:: Task set ::
1. In the report on the Liberian Ebola cluster, why were the five new cases left out of the greater international total of Ebola cases? Answer in one to three sentences.
2. Write the next part of the report on the Liberian Ebola cluster, starting after its last sentence.

A new “cluster” of Ebola cases in a coastal region of Liberia has been identified, after a 17-year-old boy, initially misdiagnosed with malaria, was confirmed dead of the virus. Experts have failed to find the source of this new outbreak and are treating it as a separate set of incidents from the massive outbreak that has taken more than 10,000 lives in West Africa since February 2014.
Seventeen-year-old Abraham Memigar died of the disease in late June, ending a 49-day Ebola-free streak in Liberia and raising numerous questions as to where he contracted Ebola. At least two others were diagnosed with Ebola immediately following his death, and by the end of this week, that number rose to five cases.
Medical officials have yet to find where Memigar came into contact with Ebola. He is not believed to have traveled to Guinea or Sierra Leone before his death, and his home in Liberia is far from either border. A rapidly spreading rumor in the area attributed the virus to a dog that Memigar and his family had eaten shortly before his death. If true, Memigar would officially be labeled the Patient Zero of a second outbreak unrelated to the one elsewhere in the country last year, and it would have been the first case of a dog being able to transfer Ebola to a human being. (Dogs are known to be able to carry the virus without ill effects to their health, but are not known to be able to infect a human with it.)
Tests on the uneaten remains of the dog did not find any trace of the virus, however. One did expert warn that the dog’s negative body testing was somewhat inconclusive because “the remains are in bad condition and the test is designed for humans.” Nonetheless, local health authorities are dismissing the dog meat as a source for Ebola.
As the World Health Organization (WHO) is treating this as a separate outbreak from the major contagion that made international headlines in summer 2014, these five cases are not added to the greater total of Ebola cases internationally. “The origin of infection of the cluster of cases is currently under investigation. … At present, these cases are considered to constitute a separate outbreak from that which was declared over on May 9,” WHO said in a statement.

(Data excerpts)
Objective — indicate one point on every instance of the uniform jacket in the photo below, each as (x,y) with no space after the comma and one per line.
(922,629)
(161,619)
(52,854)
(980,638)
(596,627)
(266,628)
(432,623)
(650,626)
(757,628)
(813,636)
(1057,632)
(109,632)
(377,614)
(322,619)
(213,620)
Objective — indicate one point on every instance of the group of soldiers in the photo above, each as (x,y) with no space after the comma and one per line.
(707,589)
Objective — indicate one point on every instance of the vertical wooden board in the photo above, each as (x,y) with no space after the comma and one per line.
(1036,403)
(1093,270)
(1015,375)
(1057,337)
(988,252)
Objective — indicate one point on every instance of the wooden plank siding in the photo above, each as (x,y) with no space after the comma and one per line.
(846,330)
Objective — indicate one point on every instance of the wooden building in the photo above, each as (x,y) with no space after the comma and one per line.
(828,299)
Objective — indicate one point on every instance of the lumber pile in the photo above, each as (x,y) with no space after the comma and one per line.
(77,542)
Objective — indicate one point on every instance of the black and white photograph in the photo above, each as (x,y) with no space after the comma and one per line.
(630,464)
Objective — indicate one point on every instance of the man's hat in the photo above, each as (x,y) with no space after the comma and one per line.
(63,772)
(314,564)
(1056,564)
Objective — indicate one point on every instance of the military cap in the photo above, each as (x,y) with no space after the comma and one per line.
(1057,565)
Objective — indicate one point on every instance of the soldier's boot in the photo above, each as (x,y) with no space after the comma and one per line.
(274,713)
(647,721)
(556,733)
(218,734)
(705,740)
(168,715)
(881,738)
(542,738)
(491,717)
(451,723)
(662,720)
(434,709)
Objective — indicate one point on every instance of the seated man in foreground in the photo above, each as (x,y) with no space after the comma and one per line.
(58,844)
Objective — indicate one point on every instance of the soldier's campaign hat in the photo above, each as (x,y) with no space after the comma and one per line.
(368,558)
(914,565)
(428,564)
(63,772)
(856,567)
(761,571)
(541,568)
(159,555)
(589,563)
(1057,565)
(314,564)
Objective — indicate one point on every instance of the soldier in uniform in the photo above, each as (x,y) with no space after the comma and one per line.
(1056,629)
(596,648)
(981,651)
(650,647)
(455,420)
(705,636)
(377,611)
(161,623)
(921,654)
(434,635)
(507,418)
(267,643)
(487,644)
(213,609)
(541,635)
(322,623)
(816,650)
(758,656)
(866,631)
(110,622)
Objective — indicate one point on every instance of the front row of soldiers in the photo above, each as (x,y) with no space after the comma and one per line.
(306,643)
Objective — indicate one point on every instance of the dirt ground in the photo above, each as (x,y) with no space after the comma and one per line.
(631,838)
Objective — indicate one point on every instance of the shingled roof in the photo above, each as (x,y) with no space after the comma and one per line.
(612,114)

:: Outputs for the tasks ::
1. The World Health Organization treats the five cases as a separate outbreak, not as part of the major contagion of 2014, so they are not added to the greater international total. The WHO said the cases are considered a separate outbreak from the one that was declared over on May 9.

2.
In that outbreak, a small uptick in cases began last week, with the WHO confirming 30 cases in Guinea and Sierra Leone, both of which have failed to contain the disease. This is the largest number of cases in one week since mid-May. Experts have blamed a return to unsanitary burial practices following an ebb of the disease’s spread this year for its resurgence. Ebola is spread through contact with the bodily fluids of a contaminated person, which necessarily occurs during some traditional burial rituals.
Contact with an Ebola survivor’s bodily fluids may also infect a healthy person for a period of time after the survivor is declared Ebola-free. Liberian publication Front Page Africa reports that one source investigating the Memigar case confirmed to them that “we are now exploring the possibility that the young lad may have had sexual intercourse with an Ebola survivor. It is something that we are seriously looking into.” The same publication, however, does not indicate any suspect Ebola survivors in the boy’s social circle and notes that others living in the village have another theory. “The parents don’t want to say the truth, that boy got the Ebola from Guinea when they went to Lofa County to play football game,” one villager told the newspaper, claiming that the boy had traveled to Zorzor, a town close to the Guinea border, for the game. Family members have denied this claim, however.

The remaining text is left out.